データ活用に関する本文のうち、「鈴村 データの活用度合いは大」で始まり「鈴村 データの活用領域を組み合わせることで、企業価値を向上させることができます。」で終わる部分を、一字一句変えずに書き写してください。

● 演習用本文
########

鈴村 データの活用度合いは大きく変わりつつあります。オープンな構造化データは企業の枠を超えた協調プラットフォームに対応できるように標準化が進み、クローズドな構造化データは業界や自社に特化した自動化や最適化が進められています。

かたや、非構造化データはまさに生成AIの登場によって今、活用機会が広がっています。従来は人間によるチェックや対応が不可欠だったオープンな文書情報を、生成AIに学習させて市場の動向把握やリスク(サプライチェーン上の自然災害、事故等)の検知などを自動化する取り組みが始まっています。また、世界中の拠点に点在している独自のノウハウ、「虎の巻」のような情報も生成AIで読み込ませることで、グローバル規模で活用できる道が開けてきます。

データ活用領域を組み合わせて推進することで価値が倍増する

――ビジネスシーンでは具体的にどのような使い方が考えられますか。
鈴村 データの活用領域を組み合わせることで、企業価値を向上させることができます。

########

● データソースから取得したエントリ
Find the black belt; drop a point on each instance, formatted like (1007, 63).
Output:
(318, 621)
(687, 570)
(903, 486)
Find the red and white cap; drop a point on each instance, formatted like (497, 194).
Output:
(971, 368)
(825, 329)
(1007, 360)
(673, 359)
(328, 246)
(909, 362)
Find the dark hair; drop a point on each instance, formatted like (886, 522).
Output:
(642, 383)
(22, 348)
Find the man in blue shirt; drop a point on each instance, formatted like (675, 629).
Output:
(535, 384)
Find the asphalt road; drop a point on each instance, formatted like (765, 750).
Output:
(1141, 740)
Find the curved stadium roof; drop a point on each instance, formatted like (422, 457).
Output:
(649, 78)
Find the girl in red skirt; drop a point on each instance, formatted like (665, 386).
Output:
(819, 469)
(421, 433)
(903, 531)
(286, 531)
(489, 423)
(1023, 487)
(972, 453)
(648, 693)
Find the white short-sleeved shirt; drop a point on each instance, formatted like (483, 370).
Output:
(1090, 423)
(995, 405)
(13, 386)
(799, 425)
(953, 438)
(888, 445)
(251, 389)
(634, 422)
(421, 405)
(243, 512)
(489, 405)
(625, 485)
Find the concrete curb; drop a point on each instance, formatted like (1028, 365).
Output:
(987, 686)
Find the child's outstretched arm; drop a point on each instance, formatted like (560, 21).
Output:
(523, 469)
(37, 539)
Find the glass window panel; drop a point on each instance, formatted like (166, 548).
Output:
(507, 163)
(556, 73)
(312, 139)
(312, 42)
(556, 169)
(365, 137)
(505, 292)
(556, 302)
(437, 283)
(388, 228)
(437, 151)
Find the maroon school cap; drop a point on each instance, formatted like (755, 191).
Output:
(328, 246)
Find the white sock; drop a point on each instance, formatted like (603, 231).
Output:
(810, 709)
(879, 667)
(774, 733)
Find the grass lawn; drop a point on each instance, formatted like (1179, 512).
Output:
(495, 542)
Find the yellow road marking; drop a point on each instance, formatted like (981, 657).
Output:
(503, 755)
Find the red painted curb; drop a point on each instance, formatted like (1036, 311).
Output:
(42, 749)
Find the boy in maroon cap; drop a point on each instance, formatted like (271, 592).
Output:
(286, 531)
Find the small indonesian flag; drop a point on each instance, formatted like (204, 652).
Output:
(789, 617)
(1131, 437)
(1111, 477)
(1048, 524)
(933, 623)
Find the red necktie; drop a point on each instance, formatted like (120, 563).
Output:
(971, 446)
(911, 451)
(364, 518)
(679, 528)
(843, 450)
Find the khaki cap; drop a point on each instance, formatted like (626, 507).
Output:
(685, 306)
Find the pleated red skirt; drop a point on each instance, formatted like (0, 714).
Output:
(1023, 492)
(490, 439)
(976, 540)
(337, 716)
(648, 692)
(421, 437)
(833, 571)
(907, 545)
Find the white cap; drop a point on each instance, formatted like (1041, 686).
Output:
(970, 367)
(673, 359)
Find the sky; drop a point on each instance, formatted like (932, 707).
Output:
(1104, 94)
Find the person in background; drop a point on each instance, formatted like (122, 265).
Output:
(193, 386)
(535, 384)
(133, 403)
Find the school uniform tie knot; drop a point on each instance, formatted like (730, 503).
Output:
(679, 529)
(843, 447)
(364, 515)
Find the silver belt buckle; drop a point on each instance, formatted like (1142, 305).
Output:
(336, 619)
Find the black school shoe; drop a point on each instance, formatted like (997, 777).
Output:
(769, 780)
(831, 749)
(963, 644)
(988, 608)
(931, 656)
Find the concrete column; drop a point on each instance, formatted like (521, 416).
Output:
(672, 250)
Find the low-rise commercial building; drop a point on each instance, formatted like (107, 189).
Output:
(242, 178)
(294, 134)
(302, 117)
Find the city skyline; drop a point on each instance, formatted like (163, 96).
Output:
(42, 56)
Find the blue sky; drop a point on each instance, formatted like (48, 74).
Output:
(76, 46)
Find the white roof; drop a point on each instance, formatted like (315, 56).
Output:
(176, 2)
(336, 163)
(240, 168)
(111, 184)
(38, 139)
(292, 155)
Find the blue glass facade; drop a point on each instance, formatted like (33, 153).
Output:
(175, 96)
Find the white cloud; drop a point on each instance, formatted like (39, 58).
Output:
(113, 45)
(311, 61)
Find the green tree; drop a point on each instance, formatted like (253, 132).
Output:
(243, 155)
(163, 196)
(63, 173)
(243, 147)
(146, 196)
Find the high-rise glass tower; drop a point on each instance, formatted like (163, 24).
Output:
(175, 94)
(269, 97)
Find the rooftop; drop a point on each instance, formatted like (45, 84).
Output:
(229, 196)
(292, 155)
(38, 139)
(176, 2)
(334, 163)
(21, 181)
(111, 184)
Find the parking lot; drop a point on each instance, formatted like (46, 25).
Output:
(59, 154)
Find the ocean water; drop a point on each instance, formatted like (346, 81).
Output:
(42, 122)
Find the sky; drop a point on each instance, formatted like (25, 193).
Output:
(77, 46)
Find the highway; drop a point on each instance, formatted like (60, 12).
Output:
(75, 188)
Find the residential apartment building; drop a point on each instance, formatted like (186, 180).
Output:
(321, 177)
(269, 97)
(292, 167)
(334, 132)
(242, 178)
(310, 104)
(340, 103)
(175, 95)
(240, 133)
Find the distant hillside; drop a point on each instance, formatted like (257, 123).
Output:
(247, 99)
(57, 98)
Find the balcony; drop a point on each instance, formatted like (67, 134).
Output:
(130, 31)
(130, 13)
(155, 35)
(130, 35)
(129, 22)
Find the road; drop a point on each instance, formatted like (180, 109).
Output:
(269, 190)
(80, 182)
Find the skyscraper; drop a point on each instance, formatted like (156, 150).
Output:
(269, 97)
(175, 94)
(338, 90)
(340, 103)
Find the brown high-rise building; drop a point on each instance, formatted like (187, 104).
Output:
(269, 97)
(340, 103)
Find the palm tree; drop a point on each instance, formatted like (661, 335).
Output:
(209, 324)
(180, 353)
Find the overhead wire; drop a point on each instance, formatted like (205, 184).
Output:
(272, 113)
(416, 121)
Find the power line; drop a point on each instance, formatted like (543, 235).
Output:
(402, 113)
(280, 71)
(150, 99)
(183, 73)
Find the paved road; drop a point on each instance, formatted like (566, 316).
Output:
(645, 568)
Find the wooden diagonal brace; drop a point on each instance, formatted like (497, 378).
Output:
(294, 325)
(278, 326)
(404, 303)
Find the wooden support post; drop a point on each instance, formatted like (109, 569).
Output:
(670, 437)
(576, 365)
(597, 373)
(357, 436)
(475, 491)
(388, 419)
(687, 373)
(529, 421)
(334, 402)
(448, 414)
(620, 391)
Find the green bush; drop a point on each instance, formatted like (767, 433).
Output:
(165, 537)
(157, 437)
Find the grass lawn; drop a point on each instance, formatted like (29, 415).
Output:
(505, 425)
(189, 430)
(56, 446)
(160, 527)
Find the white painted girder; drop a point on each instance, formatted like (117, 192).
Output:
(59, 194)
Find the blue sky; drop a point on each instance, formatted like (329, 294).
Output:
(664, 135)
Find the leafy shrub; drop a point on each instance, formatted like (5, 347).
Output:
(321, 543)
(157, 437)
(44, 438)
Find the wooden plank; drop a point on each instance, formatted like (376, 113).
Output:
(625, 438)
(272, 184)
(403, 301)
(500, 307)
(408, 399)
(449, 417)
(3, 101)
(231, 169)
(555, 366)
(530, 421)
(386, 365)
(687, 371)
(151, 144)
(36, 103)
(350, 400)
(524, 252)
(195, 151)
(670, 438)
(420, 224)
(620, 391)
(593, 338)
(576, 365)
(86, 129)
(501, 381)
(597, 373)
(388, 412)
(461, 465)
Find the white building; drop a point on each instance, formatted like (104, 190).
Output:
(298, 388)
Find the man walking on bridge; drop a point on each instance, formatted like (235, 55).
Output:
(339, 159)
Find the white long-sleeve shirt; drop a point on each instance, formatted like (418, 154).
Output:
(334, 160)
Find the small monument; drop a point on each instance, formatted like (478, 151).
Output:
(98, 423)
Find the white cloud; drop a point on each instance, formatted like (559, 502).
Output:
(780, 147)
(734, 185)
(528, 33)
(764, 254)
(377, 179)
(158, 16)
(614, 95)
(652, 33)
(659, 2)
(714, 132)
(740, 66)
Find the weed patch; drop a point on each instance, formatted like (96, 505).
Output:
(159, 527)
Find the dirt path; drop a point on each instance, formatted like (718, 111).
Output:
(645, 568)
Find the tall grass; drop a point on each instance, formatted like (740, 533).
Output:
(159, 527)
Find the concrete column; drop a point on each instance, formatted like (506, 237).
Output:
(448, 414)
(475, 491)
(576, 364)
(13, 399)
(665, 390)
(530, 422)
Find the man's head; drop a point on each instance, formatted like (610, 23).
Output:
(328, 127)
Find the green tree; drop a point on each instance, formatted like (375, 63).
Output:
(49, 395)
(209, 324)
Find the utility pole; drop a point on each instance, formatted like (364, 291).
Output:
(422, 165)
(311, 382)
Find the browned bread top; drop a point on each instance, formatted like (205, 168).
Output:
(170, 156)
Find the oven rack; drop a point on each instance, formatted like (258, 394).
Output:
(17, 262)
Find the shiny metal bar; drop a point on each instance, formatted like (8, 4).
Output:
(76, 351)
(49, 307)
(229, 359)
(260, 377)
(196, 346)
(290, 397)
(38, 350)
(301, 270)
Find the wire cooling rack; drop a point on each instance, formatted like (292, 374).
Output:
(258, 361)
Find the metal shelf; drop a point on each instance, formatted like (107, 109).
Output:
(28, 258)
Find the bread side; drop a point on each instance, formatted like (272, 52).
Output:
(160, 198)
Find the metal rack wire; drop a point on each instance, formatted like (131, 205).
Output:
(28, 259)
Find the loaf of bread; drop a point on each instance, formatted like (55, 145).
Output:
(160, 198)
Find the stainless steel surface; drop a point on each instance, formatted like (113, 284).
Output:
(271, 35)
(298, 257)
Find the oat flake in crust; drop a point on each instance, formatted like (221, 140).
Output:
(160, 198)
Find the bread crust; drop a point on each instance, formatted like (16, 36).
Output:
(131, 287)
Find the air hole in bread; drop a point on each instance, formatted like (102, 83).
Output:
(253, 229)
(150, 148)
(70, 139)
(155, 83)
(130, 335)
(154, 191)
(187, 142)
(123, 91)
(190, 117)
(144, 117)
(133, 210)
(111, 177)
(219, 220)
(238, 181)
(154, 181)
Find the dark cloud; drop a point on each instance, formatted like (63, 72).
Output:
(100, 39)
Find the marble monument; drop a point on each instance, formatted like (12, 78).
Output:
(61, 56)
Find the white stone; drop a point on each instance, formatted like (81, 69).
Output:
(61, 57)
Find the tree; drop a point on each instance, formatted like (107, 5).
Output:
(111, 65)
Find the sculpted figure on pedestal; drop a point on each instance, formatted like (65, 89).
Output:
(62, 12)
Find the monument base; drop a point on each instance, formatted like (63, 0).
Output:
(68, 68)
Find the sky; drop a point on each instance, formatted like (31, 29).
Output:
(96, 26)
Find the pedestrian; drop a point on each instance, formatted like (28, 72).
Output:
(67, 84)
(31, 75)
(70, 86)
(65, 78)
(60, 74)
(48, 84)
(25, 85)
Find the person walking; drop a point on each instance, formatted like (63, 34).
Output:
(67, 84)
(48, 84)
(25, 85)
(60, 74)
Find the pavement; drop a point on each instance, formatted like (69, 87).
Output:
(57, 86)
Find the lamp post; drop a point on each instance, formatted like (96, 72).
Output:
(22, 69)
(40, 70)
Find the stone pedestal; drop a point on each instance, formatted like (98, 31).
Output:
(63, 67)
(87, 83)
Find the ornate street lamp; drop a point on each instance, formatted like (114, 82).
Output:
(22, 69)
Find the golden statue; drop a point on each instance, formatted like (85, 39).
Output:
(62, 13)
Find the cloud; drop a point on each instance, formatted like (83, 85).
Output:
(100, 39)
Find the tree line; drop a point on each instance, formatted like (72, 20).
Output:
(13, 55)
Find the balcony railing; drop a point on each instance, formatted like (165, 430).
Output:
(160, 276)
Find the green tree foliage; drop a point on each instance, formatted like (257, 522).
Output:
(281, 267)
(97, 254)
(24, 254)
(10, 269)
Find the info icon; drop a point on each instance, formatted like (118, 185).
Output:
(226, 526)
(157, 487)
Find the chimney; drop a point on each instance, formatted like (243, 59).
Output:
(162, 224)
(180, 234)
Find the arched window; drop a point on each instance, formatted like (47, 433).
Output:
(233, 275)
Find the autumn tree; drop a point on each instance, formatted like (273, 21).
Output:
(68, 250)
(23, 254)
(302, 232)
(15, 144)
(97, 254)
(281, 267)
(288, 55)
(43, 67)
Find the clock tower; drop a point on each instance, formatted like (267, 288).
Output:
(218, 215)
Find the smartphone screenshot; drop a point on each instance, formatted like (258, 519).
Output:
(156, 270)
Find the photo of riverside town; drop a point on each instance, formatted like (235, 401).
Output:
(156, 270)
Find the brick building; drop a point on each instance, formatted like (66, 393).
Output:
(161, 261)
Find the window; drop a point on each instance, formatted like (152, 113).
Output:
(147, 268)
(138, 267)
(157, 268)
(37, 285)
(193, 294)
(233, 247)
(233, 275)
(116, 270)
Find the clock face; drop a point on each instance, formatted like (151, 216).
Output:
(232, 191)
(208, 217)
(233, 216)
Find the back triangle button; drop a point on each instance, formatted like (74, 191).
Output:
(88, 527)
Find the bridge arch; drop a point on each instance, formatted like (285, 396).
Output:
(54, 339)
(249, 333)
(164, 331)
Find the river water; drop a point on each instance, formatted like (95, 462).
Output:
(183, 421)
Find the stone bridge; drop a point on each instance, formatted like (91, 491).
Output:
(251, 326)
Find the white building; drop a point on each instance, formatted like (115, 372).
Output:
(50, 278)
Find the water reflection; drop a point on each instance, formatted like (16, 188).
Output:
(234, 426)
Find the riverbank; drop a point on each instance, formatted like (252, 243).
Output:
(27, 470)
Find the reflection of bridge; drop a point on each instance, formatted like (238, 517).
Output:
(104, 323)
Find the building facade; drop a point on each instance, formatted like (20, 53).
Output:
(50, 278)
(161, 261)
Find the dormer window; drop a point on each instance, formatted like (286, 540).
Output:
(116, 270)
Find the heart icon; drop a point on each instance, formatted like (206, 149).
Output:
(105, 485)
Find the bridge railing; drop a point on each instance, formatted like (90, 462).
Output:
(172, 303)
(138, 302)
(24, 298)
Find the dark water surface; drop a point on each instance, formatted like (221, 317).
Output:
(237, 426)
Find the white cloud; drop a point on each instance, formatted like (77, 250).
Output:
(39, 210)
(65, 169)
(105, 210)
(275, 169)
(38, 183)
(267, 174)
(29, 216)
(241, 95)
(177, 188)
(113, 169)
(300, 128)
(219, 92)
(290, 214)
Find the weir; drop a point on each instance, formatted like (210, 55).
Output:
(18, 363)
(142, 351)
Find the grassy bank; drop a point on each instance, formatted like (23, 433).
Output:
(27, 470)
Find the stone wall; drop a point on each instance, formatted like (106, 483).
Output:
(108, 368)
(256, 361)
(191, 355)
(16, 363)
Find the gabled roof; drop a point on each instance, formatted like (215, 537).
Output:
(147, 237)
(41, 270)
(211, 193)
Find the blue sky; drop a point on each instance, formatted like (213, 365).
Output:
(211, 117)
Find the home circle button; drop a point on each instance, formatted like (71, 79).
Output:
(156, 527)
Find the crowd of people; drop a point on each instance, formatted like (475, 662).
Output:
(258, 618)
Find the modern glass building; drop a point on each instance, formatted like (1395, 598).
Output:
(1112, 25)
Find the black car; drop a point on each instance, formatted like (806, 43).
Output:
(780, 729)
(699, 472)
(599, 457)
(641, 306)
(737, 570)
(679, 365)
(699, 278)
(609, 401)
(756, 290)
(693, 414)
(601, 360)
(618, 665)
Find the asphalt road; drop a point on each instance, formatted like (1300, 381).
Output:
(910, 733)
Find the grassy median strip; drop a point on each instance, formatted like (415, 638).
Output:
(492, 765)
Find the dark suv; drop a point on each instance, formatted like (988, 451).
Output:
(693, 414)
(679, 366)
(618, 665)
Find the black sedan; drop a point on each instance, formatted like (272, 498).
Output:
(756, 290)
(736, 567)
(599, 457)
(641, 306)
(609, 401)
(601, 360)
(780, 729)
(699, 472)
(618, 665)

########

● 課題への回答
鈴村 データの活用度合いは大きく変わりつつあります。オープンな構造化データは企業の枠を超えた協調プラットフォームに対応できるように標準化が進み、クローズドな構造化データは業界や自社に特化した自動化や最適化が進められています。

かたや、非構造化データはまさに生成AIの登場によって今、活用機会が広がっています。従来は人間によるチェックや対応が不可欠だったオープンな文書情報を、生成AIに学習させて市場の動向把握やリスク(サプライチェーン上の自然災害、事故等)の検知などを自動化する取り組みが始まっています。また、世界中の拠点に点在している独自のノウハウ、「虎の巻」のような情報も生成AIで読み込ませることで、グローバル規模で活用できる道が開けてきます。

データ活用領域を組み合わせて推進することで価値が倍増する

――ビジネスシーンでは具体的にどのような使い方が考えられますか。
鈴村 データの活用領域を組み合わせることで、企業価値を向上させることができます。